Dataset entries:
=== Begin Enclosure ===

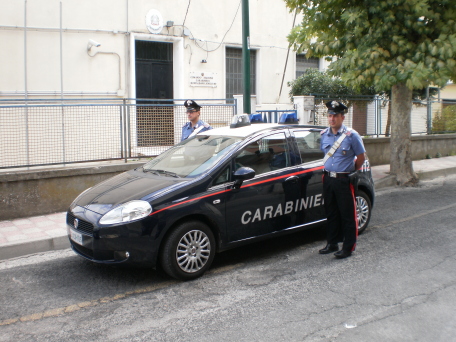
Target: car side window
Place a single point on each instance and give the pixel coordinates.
(223, 177)
(266, 154)
(309, 145)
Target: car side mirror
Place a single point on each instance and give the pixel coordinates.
(242, 174)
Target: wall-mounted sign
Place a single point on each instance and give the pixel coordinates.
(203, 79)
(154, 21)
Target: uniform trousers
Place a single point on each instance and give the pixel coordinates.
(340, 207)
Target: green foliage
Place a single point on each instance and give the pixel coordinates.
(380, 43)
(317, 82)
(314, 81)
(445, 121)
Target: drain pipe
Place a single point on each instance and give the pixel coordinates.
(25, 85)
(61, 88)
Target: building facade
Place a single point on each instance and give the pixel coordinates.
(171, 49)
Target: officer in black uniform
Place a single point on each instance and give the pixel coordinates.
(345, 156)
(195, 125)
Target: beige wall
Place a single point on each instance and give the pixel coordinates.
(116, 24)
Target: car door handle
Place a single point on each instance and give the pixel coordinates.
(292, 179)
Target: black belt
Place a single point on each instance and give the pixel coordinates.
(333, 174)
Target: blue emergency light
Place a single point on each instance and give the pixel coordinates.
(288, 118)
(240, 120)
(257, 118)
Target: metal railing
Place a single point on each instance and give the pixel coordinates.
(53, 132)
(369, 115)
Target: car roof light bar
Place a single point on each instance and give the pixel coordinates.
(240, 120)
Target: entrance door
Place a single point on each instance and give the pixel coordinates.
(154, 80)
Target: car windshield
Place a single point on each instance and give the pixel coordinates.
(192, 157)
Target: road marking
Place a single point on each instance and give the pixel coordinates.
(96, 302)
(79, 306)
(415, 216)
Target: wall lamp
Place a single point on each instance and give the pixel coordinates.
(92, 43)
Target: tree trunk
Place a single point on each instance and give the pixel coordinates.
(388, 119)
(400, 142)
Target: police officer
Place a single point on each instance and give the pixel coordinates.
(195, 125)
(338, 192)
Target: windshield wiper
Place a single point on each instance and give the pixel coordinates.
(166, 173)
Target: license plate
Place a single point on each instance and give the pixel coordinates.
(76, 237)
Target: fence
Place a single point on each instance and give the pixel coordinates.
(54, 132)
(369, 115)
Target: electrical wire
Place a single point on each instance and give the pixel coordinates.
(185, 18)
(223, 39)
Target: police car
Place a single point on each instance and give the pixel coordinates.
(220, 189)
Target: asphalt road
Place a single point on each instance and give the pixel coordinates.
(400, 285)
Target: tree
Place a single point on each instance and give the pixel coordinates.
(396, 45)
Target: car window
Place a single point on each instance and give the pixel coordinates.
(192, 157)
(222, 177)
(266, 154)
(309, 145)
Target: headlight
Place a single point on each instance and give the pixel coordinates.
(127, 212)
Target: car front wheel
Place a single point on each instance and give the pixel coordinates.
(188, 251)
(363, 210)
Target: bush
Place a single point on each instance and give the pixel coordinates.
(445, 121)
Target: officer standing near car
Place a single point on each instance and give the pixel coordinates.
(344, 154)
(195, 125)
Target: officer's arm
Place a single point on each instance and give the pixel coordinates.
(360, 158)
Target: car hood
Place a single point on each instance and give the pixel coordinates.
(128, 186)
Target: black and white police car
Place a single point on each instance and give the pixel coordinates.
(217, 190)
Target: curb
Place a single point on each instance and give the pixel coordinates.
(33, 247)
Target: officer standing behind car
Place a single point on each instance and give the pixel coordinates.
(338, 192)
(195, 125)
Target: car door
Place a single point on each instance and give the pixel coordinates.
(265, 203)
(311, 207)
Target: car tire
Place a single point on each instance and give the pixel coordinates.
(188, 251)
(363, 210)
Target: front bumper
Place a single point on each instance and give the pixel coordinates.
(131, 243)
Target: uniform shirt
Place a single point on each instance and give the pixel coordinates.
(343, 160)
(187, 129)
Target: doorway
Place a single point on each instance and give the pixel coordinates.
(154, 85)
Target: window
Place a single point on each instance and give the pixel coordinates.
(234, 83)
(303, 63)
(309, 145)
(267, 154)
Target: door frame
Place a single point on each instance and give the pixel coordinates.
(178, 61)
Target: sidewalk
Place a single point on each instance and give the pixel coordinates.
(37, 234)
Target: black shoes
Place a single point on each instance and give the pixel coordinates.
(342, 254)
(329, 249)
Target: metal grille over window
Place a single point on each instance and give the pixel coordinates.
(234, 84)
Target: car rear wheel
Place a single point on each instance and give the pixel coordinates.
(188, 251)
(363, 210)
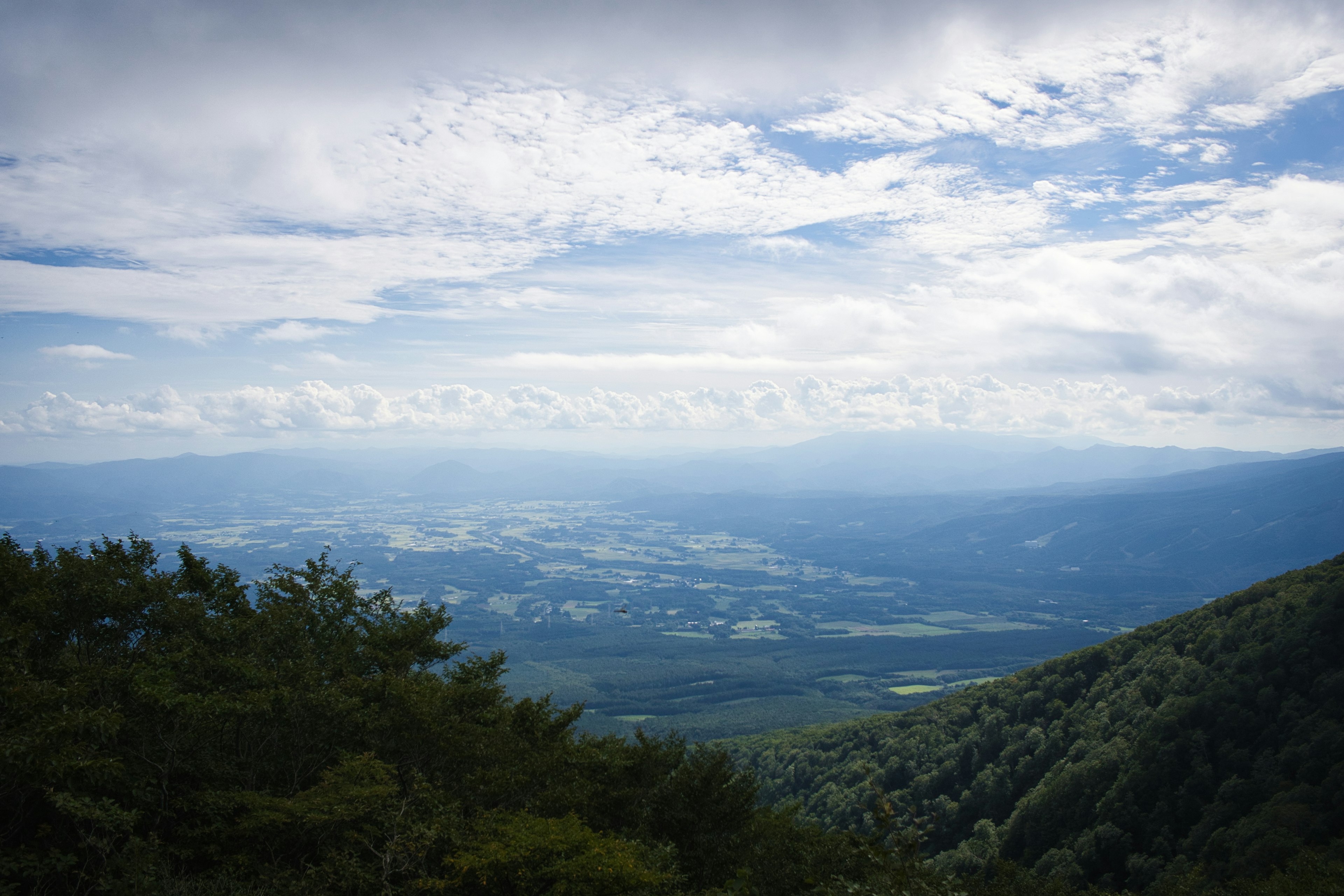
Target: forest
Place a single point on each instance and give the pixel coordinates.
(178, 731)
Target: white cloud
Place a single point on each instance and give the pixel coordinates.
(1139, 83)
(85, 354)
(294, 332)
(976, 404)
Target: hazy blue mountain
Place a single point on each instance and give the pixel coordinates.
(1202, 532)
(858, 463)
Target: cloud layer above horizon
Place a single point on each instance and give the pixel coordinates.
(1135, 217)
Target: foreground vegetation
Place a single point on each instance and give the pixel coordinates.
(171, 733)
(1209, 741)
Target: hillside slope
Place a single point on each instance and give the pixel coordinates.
(1210, 738)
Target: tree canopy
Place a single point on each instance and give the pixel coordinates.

=== End Enclosure ===

What you have to do: Above are the records; copy each line from them that includes the string "police".

Answer box:
Target: police officer
Target: police car
Target: black and white police car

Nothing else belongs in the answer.